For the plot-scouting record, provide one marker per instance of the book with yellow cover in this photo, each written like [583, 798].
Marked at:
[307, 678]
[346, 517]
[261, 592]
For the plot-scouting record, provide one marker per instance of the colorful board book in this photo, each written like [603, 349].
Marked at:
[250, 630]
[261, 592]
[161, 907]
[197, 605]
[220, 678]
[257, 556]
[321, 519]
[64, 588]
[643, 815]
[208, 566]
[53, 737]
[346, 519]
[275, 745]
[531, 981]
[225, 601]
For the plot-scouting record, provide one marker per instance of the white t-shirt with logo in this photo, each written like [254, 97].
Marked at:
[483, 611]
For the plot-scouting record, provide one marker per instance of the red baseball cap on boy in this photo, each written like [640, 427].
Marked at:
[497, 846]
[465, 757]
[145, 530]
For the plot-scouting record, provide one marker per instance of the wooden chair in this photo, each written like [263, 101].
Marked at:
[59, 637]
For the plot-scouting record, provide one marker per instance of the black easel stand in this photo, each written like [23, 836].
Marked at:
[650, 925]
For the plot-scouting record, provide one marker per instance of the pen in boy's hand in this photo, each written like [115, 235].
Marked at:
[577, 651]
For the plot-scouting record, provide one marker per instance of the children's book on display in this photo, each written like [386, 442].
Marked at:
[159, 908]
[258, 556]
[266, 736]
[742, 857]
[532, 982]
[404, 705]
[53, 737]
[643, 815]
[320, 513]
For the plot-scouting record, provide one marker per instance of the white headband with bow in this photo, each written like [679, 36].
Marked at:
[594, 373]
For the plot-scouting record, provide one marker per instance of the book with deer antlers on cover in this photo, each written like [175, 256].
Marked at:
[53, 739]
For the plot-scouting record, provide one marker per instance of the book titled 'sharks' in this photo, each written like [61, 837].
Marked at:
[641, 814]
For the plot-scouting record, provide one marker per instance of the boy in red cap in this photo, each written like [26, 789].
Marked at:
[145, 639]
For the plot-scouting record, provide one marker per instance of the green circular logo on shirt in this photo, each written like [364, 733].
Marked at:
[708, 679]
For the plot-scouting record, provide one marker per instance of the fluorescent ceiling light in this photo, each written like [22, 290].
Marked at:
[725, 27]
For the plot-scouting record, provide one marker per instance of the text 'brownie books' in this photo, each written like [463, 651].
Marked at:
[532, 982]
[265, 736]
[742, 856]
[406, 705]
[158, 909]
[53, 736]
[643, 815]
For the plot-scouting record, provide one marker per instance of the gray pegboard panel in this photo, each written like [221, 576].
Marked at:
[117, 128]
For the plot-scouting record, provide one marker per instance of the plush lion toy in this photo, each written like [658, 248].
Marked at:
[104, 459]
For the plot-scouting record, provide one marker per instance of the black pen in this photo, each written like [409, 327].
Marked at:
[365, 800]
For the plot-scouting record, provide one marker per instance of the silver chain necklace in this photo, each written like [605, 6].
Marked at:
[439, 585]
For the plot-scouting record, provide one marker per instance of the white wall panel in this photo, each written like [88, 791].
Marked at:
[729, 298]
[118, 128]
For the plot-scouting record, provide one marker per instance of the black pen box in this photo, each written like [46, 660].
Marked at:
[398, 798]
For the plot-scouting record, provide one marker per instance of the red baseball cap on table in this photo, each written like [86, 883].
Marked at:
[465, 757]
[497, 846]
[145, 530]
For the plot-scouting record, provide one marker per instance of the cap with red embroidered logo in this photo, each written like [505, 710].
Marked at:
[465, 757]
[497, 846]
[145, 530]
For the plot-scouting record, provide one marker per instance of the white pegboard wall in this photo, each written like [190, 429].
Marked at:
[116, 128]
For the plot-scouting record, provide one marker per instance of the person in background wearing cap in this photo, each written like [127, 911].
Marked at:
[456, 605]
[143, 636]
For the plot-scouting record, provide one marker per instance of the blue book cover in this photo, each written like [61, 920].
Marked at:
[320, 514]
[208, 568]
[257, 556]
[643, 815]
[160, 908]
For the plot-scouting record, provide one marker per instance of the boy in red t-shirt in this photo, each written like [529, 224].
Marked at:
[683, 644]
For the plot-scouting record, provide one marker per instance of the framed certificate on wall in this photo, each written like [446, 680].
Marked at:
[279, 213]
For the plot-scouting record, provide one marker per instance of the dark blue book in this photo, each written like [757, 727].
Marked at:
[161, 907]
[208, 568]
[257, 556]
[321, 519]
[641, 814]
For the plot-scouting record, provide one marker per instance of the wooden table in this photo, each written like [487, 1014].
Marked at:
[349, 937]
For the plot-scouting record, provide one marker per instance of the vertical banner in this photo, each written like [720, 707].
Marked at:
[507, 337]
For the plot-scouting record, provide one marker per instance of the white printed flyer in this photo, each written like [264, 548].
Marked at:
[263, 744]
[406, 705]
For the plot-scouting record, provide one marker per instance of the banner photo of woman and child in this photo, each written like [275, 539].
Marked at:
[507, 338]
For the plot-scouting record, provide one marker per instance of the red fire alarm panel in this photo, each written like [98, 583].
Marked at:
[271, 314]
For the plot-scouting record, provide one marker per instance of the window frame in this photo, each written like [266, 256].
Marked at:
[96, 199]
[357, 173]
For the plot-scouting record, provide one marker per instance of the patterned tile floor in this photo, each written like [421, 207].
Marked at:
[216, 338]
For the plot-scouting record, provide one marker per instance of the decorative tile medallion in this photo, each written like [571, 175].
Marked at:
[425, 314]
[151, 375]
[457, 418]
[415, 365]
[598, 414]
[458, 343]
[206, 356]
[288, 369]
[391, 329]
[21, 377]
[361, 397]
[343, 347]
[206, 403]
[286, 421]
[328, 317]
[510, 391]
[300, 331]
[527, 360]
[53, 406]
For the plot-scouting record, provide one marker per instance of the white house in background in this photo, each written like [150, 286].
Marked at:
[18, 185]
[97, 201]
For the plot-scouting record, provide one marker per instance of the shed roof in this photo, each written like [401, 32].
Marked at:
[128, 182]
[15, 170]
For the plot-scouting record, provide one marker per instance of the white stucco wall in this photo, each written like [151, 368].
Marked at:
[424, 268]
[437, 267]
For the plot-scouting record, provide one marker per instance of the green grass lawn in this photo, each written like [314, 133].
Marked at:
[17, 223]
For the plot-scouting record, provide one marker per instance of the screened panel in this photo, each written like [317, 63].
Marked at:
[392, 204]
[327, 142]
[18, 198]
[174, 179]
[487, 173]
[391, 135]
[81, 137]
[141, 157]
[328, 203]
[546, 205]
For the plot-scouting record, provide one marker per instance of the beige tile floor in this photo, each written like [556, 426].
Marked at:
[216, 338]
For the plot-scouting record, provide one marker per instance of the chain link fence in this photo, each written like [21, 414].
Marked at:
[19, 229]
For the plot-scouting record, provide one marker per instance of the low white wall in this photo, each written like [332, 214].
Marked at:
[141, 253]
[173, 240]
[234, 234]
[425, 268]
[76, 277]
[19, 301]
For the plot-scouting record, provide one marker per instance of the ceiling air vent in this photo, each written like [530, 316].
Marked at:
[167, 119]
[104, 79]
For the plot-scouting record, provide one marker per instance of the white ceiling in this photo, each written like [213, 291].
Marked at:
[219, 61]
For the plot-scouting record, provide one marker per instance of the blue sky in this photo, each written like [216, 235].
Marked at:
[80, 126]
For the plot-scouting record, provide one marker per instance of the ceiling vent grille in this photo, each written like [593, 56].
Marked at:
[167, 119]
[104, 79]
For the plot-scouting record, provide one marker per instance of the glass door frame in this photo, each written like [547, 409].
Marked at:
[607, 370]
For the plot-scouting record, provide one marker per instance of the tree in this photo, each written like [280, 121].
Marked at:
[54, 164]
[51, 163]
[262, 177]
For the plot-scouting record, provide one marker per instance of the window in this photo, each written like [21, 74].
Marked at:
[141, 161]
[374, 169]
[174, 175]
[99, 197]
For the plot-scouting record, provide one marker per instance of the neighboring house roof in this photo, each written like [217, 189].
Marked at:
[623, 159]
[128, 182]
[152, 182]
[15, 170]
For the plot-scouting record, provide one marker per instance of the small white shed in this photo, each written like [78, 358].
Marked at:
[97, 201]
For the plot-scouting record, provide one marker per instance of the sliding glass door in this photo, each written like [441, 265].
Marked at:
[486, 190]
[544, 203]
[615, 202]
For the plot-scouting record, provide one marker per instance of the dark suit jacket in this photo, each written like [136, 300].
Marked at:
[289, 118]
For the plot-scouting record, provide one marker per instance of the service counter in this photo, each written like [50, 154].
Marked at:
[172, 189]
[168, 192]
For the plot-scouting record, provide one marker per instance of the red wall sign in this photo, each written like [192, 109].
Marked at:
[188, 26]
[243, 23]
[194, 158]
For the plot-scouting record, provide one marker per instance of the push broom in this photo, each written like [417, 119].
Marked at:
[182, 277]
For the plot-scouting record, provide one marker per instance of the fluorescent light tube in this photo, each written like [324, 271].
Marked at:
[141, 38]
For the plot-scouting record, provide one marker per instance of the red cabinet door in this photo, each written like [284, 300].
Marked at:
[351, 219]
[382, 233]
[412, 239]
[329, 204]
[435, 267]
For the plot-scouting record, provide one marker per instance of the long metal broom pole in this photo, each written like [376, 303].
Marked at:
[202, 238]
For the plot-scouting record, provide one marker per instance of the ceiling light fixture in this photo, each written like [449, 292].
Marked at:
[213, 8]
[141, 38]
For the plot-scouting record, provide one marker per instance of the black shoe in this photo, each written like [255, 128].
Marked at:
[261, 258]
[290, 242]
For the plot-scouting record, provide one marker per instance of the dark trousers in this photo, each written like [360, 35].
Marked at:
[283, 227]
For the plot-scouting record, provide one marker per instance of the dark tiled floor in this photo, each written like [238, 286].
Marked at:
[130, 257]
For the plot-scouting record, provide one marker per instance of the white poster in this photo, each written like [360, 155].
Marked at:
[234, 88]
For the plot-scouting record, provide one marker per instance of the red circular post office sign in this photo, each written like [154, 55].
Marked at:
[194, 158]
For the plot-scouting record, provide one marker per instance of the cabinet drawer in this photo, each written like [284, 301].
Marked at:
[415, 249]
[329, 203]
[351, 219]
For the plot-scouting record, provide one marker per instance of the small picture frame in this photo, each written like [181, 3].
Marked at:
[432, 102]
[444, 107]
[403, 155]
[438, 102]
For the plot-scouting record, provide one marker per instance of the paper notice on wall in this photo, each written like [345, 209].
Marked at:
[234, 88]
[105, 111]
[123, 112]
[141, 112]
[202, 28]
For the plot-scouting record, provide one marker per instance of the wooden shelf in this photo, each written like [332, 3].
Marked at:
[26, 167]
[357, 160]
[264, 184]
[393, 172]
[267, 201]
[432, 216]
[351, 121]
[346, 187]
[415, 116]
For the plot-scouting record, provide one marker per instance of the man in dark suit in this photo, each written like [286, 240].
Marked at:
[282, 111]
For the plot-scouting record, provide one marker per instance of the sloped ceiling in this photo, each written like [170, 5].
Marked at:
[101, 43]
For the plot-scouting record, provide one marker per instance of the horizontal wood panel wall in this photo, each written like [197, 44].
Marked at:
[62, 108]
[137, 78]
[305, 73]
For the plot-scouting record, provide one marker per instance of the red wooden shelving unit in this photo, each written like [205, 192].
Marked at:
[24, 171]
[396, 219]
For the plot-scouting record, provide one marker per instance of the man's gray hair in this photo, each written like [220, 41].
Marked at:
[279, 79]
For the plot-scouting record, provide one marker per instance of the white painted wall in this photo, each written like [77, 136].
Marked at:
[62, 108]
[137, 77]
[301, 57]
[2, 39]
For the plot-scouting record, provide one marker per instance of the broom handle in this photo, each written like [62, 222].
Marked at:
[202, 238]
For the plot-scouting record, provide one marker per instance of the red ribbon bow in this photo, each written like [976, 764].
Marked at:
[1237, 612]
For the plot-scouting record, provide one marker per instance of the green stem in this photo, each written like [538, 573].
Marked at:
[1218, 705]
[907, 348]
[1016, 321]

● Aim:
Would you give again, word for word, every line from the one with "like [205, 192]." through the final line of the listing above?

● Solution to this task:
For the plot-scouting record, provide one marker per instance of the red wooden shelving unit in this photo, each written like [205, 192].
Marked at:
[24, 171]
[396, 219]
For the plot-scouting record, provide one marker per instance of the man's gray hair in this photo, each written like [220, 41].
Marked at:
[279, 79]
For the plot-scouting record, provide one marker per instance of the white painted wall in this photo, each written like [77, 136].
Marked at:
[62, 108]
[137, 77]
[301, 57]
[2, 39]
For the plot-scouting record, provide one marker per instance of the broom handle in this photo, each written like [62, 222].
Marked at:
[202, 238]
For the plot-scouting record, provide one marker per instance of the red ribbon bow in this photo, each written like [976, 764].
Marked at:
[1237, 612]
For the plot-scouting record, provide one marker per instance of the green stem in this photo, each written like [538, 573].
Marked at:
[1218, 705]
[907, 348]
[1016, 321]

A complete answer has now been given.